::: Source material :::

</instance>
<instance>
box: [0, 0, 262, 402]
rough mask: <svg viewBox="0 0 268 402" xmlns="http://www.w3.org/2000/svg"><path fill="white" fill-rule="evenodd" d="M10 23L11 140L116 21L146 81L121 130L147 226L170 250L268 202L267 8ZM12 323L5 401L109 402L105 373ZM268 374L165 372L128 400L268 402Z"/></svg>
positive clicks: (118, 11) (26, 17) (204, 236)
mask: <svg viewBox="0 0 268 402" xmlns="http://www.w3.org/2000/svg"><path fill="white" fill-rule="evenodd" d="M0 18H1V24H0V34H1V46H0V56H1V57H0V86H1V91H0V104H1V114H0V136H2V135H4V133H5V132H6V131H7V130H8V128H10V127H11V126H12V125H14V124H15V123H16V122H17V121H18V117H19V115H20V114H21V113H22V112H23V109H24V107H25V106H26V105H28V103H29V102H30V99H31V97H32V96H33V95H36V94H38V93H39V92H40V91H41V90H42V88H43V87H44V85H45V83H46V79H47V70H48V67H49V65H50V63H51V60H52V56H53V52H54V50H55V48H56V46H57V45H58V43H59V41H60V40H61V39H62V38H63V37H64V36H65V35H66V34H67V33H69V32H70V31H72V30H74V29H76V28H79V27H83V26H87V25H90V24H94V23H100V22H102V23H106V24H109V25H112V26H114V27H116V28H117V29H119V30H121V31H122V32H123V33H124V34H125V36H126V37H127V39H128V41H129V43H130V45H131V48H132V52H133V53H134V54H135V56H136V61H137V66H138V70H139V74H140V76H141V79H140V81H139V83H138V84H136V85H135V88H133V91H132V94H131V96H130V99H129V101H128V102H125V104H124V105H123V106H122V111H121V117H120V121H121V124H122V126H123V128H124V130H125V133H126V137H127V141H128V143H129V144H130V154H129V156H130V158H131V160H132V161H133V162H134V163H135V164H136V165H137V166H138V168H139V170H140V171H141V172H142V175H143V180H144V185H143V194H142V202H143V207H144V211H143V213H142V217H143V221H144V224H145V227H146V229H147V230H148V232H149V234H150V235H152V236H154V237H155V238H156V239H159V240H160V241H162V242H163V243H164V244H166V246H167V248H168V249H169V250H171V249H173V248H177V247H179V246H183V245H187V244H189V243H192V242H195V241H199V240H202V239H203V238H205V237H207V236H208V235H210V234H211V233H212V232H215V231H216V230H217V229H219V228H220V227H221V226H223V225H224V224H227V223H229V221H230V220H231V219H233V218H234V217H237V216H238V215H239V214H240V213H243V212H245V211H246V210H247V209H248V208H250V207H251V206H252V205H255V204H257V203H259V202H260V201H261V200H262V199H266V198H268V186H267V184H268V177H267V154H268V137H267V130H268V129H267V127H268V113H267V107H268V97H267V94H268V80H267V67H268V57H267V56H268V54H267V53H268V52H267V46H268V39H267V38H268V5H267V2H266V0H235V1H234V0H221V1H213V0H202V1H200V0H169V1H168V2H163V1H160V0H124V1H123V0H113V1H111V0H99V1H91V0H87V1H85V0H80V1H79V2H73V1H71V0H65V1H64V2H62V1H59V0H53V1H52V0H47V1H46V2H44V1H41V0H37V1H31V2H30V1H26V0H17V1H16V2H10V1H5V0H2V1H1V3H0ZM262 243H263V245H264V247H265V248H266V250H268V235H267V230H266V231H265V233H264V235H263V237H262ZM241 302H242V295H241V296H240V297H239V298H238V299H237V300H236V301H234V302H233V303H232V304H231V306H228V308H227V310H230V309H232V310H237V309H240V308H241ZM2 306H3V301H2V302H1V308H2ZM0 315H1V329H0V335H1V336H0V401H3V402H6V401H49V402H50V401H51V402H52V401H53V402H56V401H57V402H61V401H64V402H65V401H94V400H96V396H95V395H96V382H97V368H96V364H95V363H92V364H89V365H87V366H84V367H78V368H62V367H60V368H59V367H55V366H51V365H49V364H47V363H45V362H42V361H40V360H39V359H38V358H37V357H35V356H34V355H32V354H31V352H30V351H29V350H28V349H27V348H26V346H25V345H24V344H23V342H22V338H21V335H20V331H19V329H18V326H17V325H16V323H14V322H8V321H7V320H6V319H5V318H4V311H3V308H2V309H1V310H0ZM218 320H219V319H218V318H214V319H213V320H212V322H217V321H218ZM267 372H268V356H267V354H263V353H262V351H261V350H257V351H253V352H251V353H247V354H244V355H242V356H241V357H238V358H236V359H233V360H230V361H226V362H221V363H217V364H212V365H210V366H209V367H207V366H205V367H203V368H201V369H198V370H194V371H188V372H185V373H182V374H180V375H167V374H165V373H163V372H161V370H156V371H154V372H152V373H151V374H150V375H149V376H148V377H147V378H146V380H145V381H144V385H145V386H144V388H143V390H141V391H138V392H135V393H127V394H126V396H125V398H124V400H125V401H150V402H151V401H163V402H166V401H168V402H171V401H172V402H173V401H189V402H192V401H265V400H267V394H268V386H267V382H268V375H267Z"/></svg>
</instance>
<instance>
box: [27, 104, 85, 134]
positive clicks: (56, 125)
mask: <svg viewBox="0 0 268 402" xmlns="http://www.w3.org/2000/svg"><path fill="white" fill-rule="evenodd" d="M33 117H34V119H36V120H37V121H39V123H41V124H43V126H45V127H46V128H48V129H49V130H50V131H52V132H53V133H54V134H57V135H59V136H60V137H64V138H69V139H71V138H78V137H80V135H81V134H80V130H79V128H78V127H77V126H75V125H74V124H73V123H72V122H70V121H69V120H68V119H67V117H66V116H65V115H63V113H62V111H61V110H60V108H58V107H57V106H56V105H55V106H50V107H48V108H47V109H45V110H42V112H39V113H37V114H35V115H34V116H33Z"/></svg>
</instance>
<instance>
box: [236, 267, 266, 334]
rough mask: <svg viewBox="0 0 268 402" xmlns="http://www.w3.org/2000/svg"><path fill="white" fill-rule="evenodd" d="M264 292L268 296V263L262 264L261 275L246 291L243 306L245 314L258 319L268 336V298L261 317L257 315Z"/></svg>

:::

Required action:
With the line that has "box: [0, 0, 262, 402]" as the first and the line that has "23L11 140L116 21L146" as the last, repeat exactly that run of lines above and no more.

Answer below:
box: [0, 0, 262, 402]
rough mask: <svg viewBox="0 0 268 402" xmlns="http://www.w3.org/2000/svg"><path fill="white" fill-rule="evenodd" d="M10 23L11 140L116 21L146 81L121 130L147 226L170 250L268 202L267 8ZM12 323L5 401L109 402L105 373ZM268 374L165 372L128 400L268 402Z"/></svg>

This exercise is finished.